** Begin **

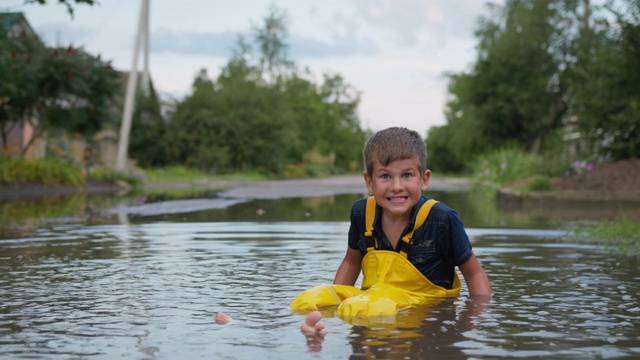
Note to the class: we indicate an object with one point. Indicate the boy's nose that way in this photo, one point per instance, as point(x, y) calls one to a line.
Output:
point(396, 184)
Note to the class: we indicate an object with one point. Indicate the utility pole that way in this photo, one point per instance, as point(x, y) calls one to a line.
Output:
point(127, 112)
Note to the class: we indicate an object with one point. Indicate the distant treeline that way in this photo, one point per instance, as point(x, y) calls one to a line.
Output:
point(548, 73)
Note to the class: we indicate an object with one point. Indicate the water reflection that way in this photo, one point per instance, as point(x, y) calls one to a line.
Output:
point(151, 288)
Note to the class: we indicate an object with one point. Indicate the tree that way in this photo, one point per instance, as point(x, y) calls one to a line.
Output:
point(53, 88)
point(540, 65)
point(67, 3)
point(607, 91)
point(261, 114)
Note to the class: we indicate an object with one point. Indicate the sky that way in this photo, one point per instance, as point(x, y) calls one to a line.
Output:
point(395, 53)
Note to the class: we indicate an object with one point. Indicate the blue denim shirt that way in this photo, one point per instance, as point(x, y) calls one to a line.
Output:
point(440, 244)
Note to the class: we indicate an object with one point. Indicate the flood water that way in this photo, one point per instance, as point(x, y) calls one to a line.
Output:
point(138, 284)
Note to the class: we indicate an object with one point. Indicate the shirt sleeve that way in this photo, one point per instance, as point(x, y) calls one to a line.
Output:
point(460, 245)
point(357, 224)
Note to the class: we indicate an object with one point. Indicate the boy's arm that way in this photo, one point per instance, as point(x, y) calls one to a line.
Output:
point(475, 277)
point(349, 269)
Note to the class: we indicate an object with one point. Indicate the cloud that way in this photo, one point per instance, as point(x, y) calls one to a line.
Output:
point(223, 43)
point(303, 47)
point(63, 34)
point(191, 43)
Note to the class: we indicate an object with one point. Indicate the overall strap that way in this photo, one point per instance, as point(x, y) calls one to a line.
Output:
point(407, 239)
point(369, 216)
point(423, 213)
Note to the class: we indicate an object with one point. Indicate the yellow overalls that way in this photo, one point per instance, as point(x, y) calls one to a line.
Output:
point(391, 283)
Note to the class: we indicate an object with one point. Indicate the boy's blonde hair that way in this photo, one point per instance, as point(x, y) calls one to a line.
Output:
point(395, 143)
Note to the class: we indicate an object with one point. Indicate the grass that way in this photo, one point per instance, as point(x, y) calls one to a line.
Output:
point(621, 235)
point(40, 171)
point(188, 175)
point(53, 171)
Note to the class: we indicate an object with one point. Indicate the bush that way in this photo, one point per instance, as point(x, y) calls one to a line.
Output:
point(506, 165)
point(40, 171)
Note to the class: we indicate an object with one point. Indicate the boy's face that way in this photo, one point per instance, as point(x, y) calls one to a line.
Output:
point(397, 186)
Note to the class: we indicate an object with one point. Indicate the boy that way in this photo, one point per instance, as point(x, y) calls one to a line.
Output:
point(399, 241)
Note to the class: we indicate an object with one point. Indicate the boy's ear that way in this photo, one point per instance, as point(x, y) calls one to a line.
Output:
point(369, 182)
point(425, 179)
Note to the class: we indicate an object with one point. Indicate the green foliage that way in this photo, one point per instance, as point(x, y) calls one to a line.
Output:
point(40, 171)
point(63, 88)
point(67, 3)
point(620, 235)
point(259, 115)
point(545, 65)
point(502, 166)
point(607, 98)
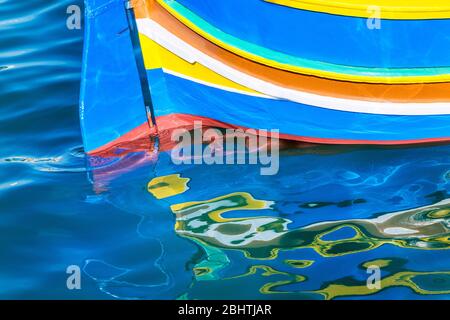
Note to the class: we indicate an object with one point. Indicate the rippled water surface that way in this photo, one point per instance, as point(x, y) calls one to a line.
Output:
point(140, 227)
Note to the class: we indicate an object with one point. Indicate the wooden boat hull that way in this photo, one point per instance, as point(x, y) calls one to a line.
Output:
point(192, 74)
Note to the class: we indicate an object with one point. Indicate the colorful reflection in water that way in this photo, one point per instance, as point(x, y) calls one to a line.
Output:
point(310, 232)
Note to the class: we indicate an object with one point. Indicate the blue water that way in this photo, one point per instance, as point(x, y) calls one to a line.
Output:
point(309, 232)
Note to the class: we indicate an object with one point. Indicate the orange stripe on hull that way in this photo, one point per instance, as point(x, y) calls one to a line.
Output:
point(433, 92)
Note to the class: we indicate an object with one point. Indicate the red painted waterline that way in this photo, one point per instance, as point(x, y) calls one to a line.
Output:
point(166, 124)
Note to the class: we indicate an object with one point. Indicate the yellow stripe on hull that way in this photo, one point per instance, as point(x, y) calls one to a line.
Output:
point(388, 9)
point(156, 56)
point(440, 78)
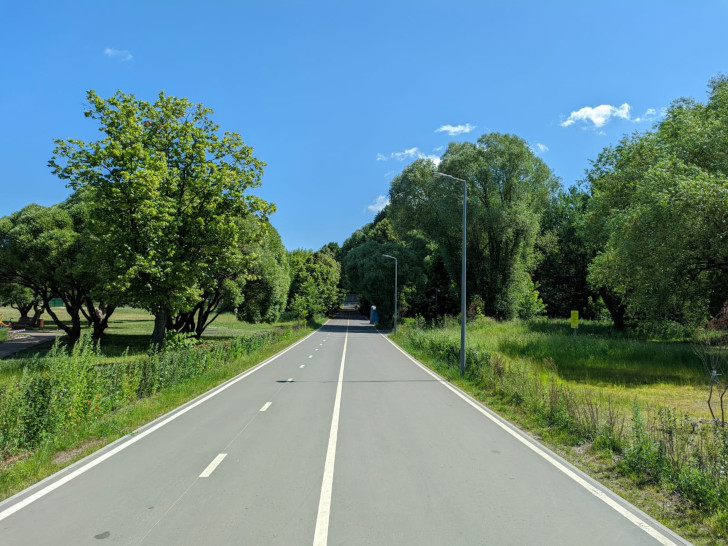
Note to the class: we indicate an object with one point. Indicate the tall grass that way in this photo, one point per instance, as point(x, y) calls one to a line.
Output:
point(63, 390)
point(654, 445)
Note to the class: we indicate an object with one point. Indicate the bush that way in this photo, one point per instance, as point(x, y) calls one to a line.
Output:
point(685, 456)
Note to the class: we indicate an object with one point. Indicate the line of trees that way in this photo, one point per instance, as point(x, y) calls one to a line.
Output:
point(160, 218)
point(642, 237)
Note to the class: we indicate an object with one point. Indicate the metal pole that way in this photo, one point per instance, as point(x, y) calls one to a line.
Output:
point(462, 287)
point(395, 289)
point(395, 296)
point(462, 276)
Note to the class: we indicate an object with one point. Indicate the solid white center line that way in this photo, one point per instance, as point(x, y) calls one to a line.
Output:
point(321, 535)
point(213, 465)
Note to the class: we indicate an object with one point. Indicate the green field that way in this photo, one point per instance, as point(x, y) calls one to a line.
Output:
point(598, 360)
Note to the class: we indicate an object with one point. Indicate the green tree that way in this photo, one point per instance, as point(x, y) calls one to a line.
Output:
point(167, 193)
point(508, 188)
point(315, 286)
point(561, 274)
point(658, 213)
point(265, 295)
point(44, 250)
point(22, 299)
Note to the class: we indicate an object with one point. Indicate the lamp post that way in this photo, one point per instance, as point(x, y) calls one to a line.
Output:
point(395, 289)
point(462, 276)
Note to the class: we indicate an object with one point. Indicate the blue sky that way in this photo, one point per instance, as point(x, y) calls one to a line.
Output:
point(337, 97)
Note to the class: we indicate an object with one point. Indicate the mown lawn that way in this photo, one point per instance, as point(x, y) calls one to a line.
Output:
point(127, 336)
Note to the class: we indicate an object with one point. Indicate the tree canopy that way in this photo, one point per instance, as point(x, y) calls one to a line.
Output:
point(168, 196)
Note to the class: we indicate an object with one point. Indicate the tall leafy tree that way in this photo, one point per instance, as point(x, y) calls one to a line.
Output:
point(167, 193)
point(44, 250)
point(508, 188)
point(315, 286)
point(265, 294)
point(22, 299)
point(658, 213)
point(562, 273)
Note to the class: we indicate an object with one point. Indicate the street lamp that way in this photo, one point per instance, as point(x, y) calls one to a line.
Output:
point(462, 277)
point(395, 289)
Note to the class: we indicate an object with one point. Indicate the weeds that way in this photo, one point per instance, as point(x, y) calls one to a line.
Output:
point(65, 389)
point(684, 455)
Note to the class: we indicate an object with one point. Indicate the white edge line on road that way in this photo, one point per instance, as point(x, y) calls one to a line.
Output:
point(135, 438)
point(601, 495)
point(213, 465)
point(321, 535)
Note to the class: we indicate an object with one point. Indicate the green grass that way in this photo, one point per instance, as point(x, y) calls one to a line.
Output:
point(58, 451)
point(599, 360)
point(584, 396)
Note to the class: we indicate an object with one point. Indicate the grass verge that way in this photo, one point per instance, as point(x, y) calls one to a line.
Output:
point(75, 440)
point(668, 464)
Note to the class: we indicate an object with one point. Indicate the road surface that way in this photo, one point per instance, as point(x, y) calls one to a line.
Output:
point(341, 439)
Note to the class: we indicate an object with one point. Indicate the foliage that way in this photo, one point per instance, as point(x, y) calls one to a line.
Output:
point(659, 210)
point(508, 188)
point(167, 199)
point(315, 285)
point(22, 299)
point(562, 273)
point(77, 386)
point(265, 295)
point(46, 250)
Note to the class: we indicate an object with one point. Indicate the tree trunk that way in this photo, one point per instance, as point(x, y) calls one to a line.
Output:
point(100, 324)
point(616, 308)
point(160, 327)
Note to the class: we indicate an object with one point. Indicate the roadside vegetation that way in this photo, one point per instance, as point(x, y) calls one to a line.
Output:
point(60, 403)
point(634, 409)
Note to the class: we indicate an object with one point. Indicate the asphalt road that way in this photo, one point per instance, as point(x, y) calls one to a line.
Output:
point(342, 439)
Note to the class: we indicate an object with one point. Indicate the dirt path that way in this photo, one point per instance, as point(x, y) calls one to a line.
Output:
point(24, 339)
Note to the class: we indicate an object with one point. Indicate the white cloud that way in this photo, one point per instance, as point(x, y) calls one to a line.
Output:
point(454, 130)
point(407, 154)
point(410, 153)
point(121, 54)
point(379, 203)
point(598, 115)
point(650, 115)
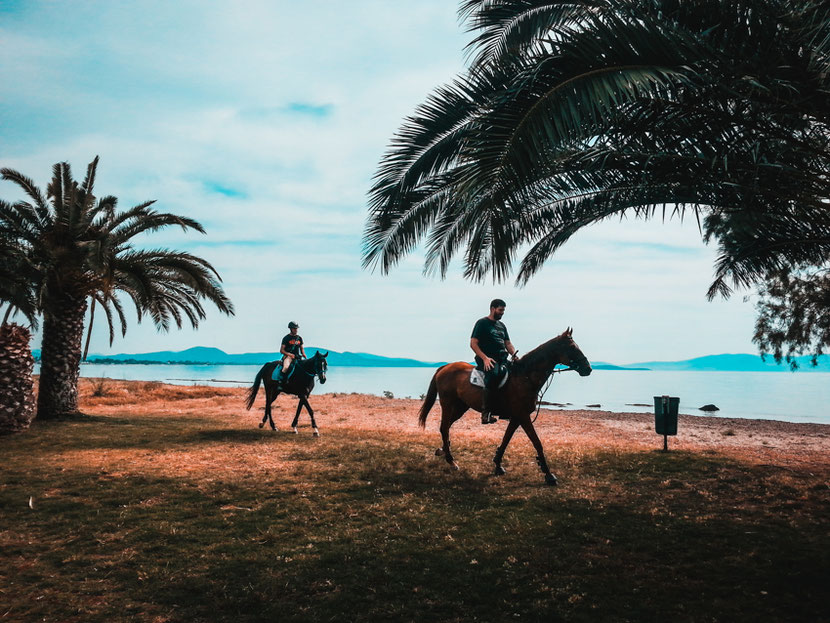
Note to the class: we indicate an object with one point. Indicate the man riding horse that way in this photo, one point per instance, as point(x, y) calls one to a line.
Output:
point(491, 344)
point(291, 348)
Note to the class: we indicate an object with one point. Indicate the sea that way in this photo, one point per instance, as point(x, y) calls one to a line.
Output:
point(785, 396)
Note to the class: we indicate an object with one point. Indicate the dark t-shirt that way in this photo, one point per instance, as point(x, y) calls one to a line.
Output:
point(292, 344)
point(491, 336)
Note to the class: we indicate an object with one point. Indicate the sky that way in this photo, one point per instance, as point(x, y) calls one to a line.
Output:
point(266, 121)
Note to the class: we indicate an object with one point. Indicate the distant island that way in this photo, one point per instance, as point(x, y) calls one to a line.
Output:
point(203, 355)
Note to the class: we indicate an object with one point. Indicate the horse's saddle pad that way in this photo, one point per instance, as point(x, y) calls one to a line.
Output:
point(477, 378)
point(275, 375)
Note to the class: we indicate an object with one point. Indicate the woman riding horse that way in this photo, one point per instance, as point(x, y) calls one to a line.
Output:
point(300, 382)
point(516, 401)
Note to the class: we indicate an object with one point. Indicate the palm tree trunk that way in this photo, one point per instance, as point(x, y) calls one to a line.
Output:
point(89, 332)
point(17, 396)
point(60, 356)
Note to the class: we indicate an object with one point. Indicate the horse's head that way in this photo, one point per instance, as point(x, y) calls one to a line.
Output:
point(576, 359)
point(320, 366)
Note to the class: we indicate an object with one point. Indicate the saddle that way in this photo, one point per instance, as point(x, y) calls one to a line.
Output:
point(275, 375)
point(477, 378)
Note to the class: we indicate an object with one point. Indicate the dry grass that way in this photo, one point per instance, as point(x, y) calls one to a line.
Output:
point(169, 504)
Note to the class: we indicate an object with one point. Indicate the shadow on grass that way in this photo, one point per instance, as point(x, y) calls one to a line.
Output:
point(383, 540)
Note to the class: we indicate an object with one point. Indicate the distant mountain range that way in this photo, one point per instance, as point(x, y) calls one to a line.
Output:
point(208, 355)
point(734, 363)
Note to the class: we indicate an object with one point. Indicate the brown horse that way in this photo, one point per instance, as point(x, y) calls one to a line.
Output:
point(516, 400)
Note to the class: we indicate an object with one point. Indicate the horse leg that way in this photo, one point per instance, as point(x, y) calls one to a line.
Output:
point(512, 425)
point(527, 425)
point(449, 414)
point(311, 415)
point(268, 401)
point(297, 415)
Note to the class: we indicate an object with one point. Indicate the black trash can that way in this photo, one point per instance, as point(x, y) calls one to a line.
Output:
point(665, 417)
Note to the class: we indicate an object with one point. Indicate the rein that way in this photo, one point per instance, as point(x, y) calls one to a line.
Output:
point(545, 390)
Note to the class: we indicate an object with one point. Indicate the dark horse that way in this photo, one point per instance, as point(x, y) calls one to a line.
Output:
point(515, 400)
point(299, 383)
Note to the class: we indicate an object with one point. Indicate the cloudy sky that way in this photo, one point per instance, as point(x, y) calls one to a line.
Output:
point(265, 121)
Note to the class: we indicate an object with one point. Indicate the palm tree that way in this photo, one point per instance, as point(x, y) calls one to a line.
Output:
point(571, 113)
point(80, 248)
point(17, 402)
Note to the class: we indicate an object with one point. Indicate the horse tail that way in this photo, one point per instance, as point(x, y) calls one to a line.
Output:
point(429, 399)
point(254, 389)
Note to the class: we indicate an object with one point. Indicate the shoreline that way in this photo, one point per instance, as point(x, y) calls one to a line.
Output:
point(757, 441)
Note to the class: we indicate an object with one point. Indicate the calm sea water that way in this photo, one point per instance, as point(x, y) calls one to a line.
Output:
point(791, 397)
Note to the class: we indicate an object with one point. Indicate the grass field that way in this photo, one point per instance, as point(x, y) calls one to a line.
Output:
point(169, 506)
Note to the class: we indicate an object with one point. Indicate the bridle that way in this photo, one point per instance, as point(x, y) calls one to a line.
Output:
point(580, 364)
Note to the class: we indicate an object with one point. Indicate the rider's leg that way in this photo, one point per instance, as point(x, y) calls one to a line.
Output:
point(491, 380)
point(487, 416)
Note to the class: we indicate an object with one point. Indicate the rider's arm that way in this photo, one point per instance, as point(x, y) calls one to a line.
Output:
point(488, 362)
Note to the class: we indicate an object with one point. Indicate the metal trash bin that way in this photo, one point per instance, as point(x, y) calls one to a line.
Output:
point(665, 417)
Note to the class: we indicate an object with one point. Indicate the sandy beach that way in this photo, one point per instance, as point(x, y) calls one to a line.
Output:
point(754, 441)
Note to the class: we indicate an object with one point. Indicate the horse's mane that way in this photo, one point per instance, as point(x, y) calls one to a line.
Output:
point(538, 356)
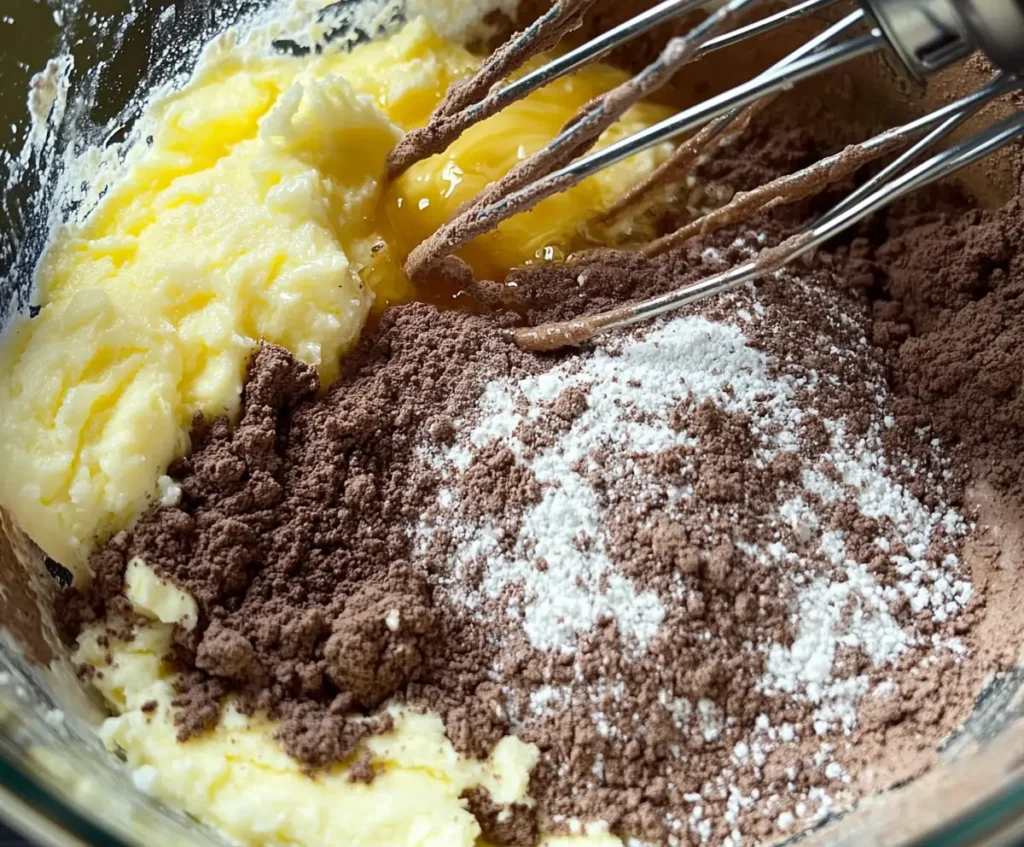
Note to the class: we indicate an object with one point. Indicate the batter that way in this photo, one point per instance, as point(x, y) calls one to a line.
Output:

** End **

Copy the items from the line with "Indicate the cloudy" to the line with "point(17, 402)", changing "palm tree" to "coconut palm" and leaving everything else as it is.

Note to the class: we indicate an object with one point. Indicate the cloudy sky that way in this photo, one point per instance, as point(x, y) calls one to a line.
Output:
point(265, 121)
Note to the class: we indicate an object with one point. Indicate the coconut palm that way in this photo, one point per instance, as point(x, y) calls one to a line.
Output:
point(571, 113)
point(80, 248)
point(17, 402)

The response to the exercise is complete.